╭─ Extracted entries
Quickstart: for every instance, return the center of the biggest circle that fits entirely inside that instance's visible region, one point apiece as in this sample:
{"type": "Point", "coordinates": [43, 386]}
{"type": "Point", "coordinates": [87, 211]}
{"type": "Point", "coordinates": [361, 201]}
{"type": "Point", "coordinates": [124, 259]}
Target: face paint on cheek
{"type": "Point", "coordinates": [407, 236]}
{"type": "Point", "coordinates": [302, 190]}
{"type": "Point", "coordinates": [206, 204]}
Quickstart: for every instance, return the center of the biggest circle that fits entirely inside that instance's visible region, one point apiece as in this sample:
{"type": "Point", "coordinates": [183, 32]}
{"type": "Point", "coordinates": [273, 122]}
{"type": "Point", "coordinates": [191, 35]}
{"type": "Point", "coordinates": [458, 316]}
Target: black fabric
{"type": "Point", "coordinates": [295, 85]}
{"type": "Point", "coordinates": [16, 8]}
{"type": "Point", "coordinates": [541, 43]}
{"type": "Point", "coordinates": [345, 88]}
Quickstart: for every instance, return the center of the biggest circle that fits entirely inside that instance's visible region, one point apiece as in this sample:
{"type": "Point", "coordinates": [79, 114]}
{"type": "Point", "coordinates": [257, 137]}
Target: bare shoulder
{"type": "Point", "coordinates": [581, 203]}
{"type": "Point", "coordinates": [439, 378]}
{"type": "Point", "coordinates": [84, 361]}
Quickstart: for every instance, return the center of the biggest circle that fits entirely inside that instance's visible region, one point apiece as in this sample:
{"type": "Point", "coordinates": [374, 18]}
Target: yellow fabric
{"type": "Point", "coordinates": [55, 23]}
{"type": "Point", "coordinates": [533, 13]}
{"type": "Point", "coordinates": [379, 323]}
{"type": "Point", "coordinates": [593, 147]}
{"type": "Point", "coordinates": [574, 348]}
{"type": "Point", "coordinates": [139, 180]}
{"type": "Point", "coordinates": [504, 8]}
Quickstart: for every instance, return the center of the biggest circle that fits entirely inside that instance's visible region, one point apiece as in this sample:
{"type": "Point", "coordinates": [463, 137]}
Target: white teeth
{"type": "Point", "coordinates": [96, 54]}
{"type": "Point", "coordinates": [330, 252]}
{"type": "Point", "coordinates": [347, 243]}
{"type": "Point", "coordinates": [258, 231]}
╰─
## Your objective
Write out the records in full, exactly as they appear above.

## Solution to this exercise
Quickstart: for every instance, return the center of the biggest circle that fits entirely inside that instance's visible region, one point apiece as in this sample:
{"type": "Point", "coordinates": [43, 386]}
{"type": "Point", "coordinates": [87, 211]}
{"type": "Point", "coordinates": [361, 201]}
{"type": "Point", "coordinates": [124, 259]}
Target: face paint on cheek
{"type": "Point", "coordinates": [407, 236]}
{"type": "Point", "coordinates": [302, 190]}
{"type": "Point", "coordinates": [206, 204]}
Quickstart: for every instance, return the center of the biggest circle that fits entirely inside that instance's visible region, one point apiece as in this sample:
{"type": "Point", "coordinates": [183, 32]}
{"type": "Point", "coordinates": [273, 122]}
{"type": "Point", "coordinates": [191, 35]}
{"type": "Point", "coordinates": [458, 316]}
Target: black fabric
{"type": "Point", "coordinates": [295, 85]}
{"type": "Point", "coordinates": [16, 8]}
{"type": "Point", "coordinates": [541, 43]}
{"type": "Point", "coordinates": [345, 88]}
Quickstart: for every instance, return the center of the biggest circle that fits entirely inside that instance's visible region, one point apiece as in this sample:
{"type": "Point", "coordinates": [79, 114]}
{"type": "Point", "coordinates": [257, 137]}
Target: bare shoulder
{"type": "Point", "coordinates": [581, 203]}
{"type": "Point", "coordinates": [439, 378]}
{"type": "Point", "coordinates": [84, 361]}
Quickstart: for every instance, return the center of the biggest circle that fits entirely inside that instance's visible region, one point apiece as in this sample:
{"type": "Point", "coordinates": [374, 18]}
Target: yellow fabric
{"type": "Point", "coordinates": [55, 23]}
{"type": "Point", "coordinates": [533, 13]}
{"type": "Point", "coordinates": [379, 323]}
{"type": "Point", "coordinates": [593, 147]}
{"type": "Point", "coordinates": [574, 348]}
{"type": "Point", "coordinates": [139, 180]}
{"type": "Point", "coordinates": [504, 8]}
Quickstart: for every instance, return the center of the biggest circle that fits entirely inside that instance's visible region, one point apiece as in this sample:
{"type": "Point", "coordinates": [463, 137]}
Target: white teeth
{"type": "Point", "coordinates": [96, 54]}
{"type": "Point", "coordinates": [330, 252]}
{"type": "Point", "coordinates": [347, 243]}
{"type": "Point", "coordinates": [258, 231]}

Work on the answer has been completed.